— EXERCISE REQUIREMENTS —
Everything from the line containing "of the toyota" through the last line of the records below should be printed exactly, please, and nothing else.

— MATERIALS PROVIDED —
____________

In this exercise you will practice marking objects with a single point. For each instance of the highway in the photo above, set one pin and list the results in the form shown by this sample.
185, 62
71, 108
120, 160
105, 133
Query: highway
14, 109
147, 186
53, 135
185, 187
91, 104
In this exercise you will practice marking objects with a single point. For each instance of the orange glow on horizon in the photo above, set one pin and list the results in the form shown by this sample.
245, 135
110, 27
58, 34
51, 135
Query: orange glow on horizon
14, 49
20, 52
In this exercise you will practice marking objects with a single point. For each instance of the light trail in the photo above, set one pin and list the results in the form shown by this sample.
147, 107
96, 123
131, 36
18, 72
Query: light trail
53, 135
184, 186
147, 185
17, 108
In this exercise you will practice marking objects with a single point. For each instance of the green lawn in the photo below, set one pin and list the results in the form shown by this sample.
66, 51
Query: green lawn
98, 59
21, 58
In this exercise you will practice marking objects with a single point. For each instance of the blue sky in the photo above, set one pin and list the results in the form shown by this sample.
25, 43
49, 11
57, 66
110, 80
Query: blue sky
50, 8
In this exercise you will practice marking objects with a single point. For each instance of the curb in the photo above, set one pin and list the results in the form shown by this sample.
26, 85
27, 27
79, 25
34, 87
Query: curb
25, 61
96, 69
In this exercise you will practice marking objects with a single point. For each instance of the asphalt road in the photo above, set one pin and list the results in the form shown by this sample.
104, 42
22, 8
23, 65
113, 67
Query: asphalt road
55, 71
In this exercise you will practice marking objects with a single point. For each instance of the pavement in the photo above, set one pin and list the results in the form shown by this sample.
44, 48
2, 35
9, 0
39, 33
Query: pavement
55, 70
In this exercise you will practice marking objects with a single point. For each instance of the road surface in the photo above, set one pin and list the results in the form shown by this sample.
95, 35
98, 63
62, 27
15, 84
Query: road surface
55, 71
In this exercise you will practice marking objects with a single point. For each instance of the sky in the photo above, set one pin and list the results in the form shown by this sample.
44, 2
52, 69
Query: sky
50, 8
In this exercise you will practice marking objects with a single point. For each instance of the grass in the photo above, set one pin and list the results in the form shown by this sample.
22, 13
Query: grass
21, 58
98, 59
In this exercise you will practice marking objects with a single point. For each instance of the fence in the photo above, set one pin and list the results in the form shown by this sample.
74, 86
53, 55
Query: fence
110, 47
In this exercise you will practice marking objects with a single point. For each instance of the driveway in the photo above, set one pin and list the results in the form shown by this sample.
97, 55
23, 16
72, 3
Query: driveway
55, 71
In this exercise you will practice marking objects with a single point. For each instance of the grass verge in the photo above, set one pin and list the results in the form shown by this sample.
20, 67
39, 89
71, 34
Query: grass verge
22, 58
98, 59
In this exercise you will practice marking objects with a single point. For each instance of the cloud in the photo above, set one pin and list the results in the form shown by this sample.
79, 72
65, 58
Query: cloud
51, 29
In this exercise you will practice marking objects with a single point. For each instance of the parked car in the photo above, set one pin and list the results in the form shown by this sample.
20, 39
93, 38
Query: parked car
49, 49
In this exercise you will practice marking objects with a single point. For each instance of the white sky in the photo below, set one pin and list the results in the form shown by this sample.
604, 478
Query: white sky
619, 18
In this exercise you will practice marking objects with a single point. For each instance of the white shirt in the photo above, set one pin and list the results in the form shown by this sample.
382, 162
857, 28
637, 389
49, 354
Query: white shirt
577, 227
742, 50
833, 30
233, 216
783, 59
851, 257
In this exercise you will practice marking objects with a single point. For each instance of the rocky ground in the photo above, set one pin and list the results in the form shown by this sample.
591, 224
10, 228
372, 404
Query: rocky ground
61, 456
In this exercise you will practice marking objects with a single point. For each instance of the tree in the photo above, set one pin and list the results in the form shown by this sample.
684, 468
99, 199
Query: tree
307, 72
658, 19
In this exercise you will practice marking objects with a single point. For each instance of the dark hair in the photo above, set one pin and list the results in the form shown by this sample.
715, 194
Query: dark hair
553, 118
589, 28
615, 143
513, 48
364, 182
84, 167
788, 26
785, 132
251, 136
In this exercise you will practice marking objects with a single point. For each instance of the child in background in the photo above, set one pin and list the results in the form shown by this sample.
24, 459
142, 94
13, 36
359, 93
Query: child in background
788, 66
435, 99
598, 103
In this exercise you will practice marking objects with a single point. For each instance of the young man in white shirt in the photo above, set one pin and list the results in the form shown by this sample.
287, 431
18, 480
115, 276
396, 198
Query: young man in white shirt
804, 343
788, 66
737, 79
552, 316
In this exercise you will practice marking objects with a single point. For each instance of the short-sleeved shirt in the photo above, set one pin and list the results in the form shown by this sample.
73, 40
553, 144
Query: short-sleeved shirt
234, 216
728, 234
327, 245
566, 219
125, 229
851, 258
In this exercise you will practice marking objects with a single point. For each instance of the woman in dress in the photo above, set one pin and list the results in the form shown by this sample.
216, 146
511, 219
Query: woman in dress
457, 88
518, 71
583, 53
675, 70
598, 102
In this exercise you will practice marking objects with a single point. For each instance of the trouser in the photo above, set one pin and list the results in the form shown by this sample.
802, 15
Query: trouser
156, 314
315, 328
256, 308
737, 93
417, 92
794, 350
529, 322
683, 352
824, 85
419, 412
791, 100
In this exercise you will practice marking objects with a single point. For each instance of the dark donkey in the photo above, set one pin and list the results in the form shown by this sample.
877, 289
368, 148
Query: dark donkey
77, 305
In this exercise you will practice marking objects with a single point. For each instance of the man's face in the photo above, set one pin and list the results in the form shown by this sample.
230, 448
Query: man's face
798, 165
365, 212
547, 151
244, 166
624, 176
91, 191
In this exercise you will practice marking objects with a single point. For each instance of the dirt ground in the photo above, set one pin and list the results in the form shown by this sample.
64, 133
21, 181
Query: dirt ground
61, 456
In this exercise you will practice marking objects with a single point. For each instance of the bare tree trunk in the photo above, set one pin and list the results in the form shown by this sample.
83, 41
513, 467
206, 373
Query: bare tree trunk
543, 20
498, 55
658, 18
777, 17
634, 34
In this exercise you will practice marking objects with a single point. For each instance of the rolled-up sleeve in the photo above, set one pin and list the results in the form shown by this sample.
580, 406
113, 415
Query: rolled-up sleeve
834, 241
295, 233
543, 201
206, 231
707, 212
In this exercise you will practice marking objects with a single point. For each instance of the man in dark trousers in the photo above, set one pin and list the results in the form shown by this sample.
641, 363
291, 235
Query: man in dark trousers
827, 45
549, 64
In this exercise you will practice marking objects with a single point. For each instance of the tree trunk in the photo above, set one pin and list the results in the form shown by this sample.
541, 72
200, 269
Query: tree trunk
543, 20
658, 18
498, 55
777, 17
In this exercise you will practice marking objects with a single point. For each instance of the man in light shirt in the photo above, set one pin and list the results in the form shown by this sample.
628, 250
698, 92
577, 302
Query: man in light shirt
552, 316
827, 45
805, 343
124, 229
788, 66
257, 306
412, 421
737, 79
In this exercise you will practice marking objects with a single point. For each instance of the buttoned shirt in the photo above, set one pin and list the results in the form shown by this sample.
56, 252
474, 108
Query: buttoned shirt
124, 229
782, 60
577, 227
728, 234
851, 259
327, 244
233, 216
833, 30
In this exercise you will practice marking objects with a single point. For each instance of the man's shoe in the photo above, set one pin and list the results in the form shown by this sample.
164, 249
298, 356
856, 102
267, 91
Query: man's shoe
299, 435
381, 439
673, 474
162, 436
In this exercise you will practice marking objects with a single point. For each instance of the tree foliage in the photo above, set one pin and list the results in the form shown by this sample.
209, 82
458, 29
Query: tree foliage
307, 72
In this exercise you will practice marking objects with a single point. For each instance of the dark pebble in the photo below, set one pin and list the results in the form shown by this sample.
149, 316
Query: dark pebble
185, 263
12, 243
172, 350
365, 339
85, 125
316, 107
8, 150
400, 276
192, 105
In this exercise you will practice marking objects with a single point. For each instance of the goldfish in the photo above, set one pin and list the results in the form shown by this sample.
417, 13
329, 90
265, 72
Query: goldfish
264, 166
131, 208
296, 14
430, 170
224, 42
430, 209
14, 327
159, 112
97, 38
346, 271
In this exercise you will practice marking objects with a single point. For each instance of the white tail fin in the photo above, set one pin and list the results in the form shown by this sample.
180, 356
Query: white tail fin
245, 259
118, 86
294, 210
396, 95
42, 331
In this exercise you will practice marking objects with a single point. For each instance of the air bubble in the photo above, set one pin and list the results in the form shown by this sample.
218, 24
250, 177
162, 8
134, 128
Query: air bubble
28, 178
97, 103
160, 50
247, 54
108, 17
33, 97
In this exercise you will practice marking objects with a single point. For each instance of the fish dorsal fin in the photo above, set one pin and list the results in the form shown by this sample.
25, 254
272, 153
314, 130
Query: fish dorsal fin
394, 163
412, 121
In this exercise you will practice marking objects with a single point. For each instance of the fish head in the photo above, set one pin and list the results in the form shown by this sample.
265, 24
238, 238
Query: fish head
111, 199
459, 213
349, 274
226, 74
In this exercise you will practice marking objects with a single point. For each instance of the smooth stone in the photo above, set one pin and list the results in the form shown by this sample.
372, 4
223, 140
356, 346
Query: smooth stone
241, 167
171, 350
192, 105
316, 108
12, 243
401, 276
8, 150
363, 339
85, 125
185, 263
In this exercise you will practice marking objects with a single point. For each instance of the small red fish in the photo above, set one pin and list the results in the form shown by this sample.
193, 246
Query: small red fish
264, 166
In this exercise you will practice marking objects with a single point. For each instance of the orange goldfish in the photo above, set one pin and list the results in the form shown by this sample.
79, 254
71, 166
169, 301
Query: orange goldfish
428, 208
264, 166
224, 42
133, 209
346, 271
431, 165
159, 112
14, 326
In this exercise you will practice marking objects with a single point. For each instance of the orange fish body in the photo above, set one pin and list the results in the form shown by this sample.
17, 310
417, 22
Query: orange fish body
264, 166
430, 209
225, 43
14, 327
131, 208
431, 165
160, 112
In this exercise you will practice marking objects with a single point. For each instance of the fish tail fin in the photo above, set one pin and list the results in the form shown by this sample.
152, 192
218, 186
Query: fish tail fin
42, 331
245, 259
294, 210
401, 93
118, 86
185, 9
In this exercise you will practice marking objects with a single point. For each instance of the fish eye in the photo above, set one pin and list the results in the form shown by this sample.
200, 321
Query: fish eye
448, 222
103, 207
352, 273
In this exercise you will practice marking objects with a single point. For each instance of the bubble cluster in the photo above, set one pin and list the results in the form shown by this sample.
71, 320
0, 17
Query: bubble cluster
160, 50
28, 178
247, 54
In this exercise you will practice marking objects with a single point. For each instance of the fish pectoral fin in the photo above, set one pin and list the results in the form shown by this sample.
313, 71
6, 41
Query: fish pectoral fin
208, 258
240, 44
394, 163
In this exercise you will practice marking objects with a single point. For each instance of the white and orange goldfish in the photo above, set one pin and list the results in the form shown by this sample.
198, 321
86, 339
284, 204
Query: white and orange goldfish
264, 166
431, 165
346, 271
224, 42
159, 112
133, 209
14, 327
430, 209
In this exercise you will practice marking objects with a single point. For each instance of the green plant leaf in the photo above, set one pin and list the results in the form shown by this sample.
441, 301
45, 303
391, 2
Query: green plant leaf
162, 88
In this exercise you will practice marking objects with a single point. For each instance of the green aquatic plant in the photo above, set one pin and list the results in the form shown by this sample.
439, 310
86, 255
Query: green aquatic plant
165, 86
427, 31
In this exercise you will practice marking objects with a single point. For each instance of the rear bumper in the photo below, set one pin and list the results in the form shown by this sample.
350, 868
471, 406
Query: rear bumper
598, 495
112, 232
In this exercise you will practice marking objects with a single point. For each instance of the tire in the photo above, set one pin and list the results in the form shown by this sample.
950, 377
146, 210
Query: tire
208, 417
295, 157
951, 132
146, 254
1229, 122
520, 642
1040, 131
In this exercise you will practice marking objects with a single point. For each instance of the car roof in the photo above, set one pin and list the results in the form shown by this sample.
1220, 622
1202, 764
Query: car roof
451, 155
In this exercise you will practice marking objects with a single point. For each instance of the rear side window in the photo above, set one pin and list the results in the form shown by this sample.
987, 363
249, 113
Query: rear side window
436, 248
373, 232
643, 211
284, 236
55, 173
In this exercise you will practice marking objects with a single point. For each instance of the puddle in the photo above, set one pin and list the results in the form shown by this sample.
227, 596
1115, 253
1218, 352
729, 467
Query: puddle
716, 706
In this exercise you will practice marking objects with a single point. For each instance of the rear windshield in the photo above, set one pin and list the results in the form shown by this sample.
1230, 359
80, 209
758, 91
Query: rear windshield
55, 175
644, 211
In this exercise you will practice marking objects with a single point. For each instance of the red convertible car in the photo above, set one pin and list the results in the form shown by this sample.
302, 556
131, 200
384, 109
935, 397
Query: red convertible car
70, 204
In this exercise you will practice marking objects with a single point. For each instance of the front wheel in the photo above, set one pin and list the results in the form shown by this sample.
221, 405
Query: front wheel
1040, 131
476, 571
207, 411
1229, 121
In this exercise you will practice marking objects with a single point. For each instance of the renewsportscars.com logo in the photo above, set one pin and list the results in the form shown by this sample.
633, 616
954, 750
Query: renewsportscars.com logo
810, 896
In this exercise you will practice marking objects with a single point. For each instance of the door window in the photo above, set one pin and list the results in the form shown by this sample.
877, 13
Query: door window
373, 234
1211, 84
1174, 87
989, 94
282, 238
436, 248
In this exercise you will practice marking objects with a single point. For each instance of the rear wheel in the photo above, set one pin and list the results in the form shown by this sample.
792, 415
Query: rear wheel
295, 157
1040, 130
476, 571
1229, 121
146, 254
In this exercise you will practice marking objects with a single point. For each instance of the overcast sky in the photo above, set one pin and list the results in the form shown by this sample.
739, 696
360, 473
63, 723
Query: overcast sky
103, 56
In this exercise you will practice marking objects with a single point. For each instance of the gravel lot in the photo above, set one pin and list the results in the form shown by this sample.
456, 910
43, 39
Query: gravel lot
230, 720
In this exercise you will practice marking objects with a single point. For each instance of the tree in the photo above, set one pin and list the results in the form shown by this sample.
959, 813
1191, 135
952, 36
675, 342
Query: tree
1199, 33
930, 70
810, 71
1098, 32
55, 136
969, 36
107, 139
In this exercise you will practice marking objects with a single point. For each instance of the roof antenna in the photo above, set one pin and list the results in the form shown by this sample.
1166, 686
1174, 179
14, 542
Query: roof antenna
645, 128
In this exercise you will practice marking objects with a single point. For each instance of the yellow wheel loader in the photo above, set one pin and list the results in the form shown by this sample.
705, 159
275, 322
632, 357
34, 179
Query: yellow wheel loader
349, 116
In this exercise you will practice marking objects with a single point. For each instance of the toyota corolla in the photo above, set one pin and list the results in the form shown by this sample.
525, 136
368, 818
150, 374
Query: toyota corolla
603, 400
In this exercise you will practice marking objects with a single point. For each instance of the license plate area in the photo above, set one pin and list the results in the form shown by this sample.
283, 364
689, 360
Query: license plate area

____________

— TASK RESULT —
In this exercise you will practice marking objects with a single point. For each instance of the toyota corolla in the photo above, set one pin and list the results in the form shown by this sample.
525, 136
368, 818
150, 374
Query: toyota corolla
603, 400
In this exercise you will practice marking objects with a single point. For each instance of the license plate area in the photo above, set one pin and list the results in the form shown by this sample.
283, 364
689, 360
Query: license plate area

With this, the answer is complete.